Location identification items:
--- Start ---

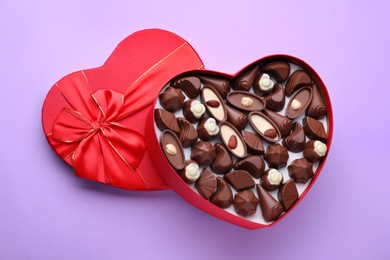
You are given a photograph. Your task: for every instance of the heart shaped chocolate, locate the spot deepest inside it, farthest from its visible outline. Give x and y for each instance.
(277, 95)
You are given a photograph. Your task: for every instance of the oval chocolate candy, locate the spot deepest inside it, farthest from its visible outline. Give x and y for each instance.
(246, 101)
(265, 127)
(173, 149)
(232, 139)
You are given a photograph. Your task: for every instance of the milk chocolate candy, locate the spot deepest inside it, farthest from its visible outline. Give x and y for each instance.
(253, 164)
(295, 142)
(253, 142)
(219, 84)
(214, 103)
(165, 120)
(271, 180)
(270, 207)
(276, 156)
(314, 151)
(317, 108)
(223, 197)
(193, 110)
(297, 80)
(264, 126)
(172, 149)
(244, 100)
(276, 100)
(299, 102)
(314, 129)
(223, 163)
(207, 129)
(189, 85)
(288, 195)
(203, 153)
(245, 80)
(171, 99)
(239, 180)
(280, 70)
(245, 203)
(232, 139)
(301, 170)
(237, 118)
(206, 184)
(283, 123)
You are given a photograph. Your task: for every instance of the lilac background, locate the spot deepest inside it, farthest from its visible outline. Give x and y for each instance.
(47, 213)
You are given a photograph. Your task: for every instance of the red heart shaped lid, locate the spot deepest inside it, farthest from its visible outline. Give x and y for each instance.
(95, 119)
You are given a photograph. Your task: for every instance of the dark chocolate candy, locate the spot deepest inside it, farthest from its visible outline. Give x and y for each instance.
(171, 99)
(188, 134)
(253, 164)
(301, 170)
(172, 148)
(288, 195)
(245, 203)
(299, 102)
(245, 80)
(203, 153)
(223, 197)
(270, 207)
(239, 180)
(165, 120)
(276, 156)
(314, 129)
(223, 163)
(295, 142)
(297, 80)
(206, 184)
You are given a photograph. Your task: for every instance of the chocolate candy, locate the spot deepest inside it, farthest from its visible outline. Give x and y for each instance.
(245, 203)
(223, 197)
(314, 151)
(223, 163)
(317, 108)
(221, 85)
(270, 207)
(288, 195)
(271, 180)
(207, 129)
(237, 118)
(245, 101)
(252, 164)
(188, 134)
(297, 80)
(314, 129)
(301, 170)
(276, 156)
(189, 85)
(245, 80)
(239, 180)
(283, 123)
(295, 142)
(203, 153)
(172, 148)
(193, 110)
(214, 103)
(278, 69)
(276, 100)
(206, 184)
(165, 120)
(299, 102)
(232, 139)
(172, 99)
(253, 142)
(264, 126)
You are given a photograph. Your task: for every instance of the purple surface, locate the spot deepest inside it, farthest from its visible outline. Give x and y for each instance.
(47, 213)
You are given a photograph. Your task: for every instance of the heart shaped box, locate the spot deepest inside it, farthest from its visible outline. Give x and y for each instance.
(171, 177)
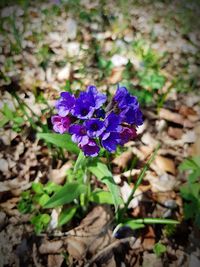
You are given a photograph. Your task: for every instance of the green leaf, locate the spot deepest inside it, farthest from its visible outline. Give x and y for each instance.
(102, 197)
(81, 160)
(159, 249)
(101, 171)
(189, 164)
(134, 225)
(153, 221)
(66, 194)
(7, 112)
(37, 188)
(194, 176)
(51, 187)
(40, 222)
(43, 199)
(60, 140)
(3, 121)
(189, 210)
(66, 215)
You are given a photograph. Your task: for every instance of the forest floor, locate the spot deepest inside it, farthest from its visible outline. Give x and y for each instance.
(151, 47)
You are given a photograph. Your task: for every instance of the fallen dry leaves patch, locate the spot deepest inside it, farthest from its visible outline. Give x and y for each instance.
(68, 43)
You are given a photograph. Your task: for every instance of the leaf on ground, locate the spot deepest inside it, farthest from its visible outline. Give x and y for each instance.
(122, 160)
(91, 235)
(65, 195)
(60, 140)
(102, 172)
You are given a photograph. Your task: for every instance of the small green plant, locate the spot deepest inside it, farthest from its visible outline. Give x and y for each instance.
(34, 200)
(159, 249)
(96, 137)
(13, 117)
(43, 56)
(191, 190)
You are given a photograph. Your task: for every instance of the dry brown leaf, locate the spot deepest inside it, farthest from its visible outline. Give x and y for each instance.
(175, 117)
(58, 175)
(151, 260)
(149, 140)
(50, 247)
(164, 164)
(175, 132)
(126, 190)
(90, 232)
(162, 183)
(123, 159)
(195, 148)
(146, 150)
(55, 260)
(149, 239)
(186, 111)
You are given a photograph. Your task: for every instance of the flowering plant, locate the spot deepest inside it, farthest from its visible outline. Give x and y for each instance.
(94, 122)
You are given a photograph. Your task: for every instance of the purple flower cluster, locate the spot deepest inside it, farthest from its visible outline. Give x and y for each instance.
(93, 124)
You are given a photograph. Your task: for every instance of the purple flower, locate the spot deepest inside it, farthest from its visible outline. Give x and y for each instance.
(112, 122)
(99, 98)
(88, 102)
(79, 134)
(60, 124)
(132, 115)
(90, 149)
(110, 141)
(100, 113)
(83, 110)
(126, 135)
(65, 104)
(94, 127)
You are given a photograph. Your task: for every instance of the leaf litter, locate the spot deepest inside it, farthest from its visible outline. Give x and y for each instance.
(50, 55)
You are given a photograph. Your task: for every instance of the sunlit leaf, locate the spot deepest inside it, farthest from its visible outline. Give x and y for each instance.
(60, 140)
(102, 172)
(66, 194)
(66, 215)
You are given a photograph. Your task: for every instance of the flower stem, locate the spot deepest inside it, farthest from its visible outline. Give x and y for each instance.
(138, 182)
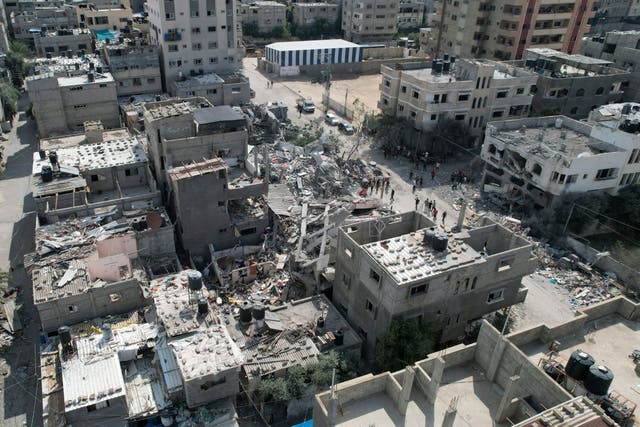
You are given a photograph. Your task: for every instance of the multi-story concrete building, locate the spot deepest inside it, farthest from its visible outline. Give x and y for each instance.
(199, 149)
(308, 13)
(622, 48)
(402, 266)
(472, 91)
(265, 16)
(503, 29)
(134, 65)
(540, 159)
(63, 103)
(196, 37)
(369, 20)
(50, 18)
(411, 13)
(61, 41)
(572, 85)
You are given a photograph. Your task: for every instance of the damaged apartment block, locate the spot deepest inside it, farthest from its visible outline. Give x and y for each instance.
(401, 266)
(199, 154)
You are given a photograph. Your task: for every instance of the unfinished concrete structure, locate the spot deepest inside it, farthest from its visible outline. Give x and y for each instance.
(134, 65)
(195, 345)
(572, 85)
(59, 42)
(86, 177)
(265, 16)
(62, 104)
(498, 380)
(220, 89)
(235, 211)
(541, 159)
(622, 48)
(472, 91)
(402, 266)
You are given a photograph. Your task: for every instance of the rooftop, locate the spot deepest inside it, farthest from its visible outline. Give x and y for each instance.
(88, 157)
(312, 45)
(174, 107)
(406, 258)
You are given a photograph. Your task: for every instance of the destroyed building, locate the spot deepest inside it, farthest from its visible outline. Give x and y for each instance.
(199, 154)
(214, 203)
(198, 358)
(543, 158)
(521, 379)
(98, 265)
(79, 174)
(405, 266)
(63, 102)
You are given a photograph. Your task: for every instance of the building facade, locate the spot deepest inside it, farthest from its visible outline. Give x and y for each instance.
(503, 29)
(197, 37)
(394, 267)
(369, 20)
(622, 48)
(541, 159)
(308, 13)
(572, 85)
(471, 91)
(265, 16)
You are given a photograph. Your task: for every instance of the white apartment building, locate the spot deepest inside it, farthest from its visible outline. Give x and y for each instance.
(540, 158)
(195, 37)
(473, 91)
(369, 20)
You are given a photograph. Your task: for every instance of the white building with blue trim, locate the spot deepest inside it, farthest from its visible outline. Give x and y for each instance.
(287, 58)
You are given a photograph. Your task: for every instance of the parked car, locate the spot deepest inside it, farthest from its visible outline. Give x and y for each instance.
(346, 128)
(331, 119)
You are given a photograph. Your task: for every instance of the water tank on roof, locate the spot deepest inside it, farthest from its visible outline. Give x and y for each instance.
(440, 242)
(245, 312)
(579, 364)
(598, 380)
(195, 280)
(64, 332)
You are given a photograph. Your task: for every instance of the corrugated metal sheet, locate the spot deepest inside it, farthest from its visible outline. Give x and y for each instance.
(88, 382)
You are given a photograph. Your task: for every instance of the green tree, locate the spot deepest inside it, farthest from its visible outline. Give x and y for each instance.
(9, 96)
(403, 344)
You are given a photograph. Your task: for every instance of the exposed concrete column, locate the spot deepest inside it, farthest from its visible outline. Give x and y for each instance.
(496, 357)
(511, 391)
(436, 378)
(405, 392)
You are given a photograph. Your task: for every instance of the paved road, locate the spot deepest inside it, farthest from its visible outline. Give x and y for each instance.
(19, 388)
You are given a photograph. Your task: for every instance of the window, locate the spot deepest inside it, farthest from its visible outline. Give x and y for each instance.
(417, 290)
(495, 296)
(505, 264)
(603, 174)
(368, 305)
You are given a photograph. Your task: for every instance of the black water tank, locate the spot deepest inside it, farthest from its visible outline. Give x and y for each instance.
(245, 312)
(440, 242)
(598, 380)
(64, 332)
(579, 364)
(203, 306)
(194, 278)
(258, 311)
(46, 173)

--- End ---

**Exercise description:**
Repeat, character for character, the lines from the one that holds "of the paved" to the final line of the material, inclusive, and no other lines.

**Result for this task:**
You are given a photograph. Your task: for every instance of the paved road, locate the spot deepest inside it, farthest from its visible outline. Give x and y for each instance.
(19, 388)
You are given a photograph. Your task: for every instance of the window, locate the spot deepest inside it, farthest from its visible outline. Give x and y for each instance.
(417, 290)
(495, 296)
(505, 264)
(603, 174)
(368, 305)
You are given a photograph. Your task: for every instance of the black water tank, locate the spot deepest inside it, farthest from its visible outline. Give x and y for each instance.
(245, 312)
(440, 242)
(598, 380)
(64, 332)
(579, 364)
(203, 306)
(194, 278)
(258, 311)
(46, 173)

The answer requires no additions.